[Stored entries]
----
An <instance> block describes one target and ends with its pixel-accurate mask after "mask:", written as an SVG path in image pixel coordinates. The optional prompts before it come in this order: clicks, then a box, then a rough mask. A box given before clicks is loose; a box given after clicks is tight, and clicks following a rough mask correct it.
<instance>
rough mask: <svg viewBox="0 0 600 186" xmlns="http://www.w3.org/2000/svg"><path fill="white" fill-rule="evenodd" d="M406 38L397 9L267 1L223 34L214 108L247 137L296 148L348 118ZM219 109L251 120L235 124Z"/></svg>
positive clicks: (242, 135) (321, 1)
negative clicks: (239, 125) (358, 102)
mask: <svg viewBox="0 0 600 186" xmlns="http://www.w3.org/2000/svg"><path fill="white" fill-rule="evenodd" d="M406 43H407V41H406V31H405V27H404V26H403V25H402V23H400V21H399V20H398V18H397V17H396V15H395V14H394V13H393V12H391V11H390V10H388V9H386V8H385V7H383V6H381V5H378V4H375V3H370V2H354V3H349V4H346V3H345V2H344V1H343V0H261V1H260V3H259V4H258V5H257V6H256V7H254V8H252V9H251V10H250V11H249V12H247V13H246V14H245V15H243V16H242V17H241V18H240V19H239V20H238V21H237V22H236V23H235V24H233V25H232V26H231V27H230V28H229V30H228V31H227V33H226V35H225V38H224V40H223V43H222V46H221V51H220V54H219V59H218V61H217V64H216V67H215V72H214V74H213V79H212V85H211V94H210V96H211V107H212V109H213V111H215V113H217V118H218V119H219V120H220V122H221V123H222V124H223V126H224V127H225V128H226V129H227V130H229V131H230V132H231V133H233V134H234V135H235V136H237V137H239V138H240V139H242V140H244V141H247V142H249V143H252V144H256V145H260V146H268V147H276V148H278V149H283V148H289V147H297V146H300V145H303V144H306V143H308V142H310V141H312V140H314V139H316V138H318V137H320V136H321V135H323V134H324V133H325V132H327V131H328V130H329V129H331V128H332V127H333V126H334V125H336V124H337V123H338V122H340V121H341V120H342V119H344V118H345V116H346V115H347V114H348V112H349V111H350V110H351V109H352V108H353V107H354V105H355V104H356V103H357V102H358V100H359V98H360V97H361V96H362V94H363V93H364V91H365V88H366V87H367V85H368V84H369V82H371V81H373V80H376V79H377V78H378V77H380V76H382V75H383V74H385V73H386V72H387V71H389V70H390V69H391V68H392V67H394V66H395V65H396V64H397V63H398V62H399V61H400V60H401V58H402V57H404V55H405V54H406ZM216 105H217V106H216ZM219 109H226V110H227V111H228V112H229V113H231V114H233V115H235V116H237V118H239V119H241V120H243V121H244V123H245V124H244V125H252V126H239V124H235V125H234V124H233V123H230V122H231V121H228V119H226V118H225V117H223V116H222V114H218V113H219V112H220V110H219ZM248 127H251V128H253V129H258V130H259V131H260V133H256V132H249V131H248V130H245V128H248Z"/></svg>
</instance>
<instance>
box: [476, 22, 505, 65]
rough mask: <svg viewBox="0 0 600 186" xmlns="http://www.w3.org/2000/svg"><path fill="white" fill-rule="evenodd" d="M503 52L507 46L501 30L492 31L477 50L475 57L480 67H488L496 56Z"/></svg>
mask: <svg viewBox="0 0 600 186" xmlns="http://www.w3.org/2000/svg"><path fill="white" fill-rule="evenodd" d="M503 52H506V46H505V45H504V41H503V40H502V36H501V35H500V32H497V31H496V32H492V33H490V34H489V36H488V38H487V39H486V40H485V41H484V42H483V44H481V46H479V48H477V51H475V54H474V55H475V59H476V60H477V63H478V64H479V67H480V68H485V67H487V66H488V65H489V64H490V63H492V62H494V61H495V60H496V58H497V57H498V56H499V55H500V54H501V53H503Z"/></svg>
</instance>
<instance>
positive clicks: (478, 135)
----
Work task: Which lines above contain the word "positive"? Copy all of them.

Answer box:
positive clicks: (242, 135) (321, 1)
positive clicks: (478, 135)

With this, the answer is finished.